### Given task:
Rewrite everything from the line containing "red and blue tail logo >> box coords" down to the line containing "jet engine >> box coords", swapping "tarmac" for "runway" and leaving every other part of those lines untouched.

### Exercise input:
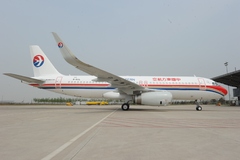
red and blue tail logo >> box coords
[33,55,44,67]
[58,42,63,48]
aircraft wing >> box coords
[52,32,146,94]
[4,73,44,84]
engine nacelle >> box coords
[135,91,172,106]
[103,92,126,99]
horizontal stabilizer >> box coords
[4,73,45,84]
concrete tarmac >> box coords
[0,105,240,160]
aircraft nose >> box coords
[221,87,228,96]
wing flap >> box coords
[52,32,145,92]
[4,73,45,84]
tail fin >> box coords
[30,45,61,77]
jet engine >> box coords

--

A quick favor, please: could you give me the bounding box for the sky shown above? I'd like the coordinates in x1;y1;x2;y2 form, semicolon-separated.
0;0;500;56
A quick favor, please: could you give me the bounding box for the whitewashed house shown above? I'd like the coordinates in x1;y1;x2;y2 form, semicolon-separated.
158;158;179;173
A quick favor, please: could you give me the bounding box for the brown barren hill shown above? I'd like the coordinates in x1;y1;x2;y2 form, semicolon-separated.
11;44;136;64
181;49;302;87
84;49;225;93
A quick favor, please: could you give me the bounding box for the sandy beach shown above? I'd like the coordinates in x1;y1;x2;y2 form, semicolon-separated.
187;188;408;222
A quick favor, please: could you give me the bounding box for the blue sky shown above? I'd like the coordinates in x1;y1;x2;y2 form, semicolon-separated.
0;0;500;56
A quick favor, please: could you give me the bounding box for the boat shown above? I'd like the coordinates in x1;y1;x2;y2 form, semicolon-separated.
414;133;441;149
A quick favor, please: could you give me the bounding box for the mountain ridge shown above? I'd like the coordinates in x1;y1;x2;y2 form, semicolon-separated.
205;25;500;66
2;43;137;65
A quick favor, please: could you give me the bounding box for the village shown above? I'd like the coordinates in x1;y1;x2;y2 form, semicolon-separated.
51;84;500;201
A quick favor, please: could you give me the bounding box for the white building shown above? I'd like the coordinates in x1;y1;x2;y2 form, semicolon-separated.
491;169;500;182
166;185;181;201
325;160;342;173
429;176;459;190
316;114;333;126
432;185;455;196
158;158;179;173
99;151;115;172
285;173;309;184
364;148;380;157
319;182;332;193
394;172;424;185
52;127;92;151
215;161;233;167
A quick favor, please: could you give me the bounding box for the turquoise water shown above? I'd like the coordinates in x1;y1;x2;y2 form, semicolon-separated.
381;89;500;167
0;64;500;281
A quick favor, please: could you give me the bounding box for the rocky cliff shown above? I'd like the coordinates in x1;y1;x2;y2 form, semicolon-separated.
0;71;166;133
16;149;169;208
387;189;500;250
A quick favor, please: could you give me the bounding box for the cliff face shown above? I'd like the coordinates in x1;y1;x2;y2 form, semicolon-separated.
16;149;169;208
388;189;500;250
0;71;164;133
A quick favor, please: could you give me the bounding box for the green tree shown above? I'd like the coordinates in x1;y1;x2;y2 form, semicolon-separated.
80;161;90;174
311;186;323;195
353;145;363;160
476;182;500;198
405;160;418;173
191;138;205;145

--

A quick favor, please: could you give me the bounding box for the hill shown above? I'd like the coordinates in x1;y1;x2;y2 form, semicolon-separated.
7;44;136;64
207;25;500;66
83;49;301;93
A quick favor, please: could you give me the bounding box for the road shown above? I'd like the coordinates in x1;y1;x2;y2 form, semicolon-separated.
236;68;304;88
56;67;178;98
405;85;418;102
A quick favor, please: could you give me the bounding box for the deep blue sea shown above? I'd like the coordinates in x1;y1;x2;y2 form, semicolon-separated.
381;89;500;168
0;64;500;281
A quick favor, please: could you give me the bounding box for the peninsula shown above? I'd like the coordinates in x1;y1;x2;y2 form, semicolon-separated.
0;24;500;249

### Output for this exercise:
red and blue tail logo >> box coords
[33,55,44,67]
[58,42,63,48]
aircraft wing >> box coords
[52,32,146,94]
[4,73,44,84]
engine nacelle >> box coords
[135,91,172,106]
[103,92,126,99]
horizontal stabilizer >> box coords
[4,73,45,84]
concrete runway >> box coords
[0,105,240,160]
aircraft nose >> box coords
[221,87,228,96]
wing flap >> box coords
[52,32,145,92]
[4,73,45,84]
tail fin >> box coords
[30,45,61,77]
jet engine >> box coords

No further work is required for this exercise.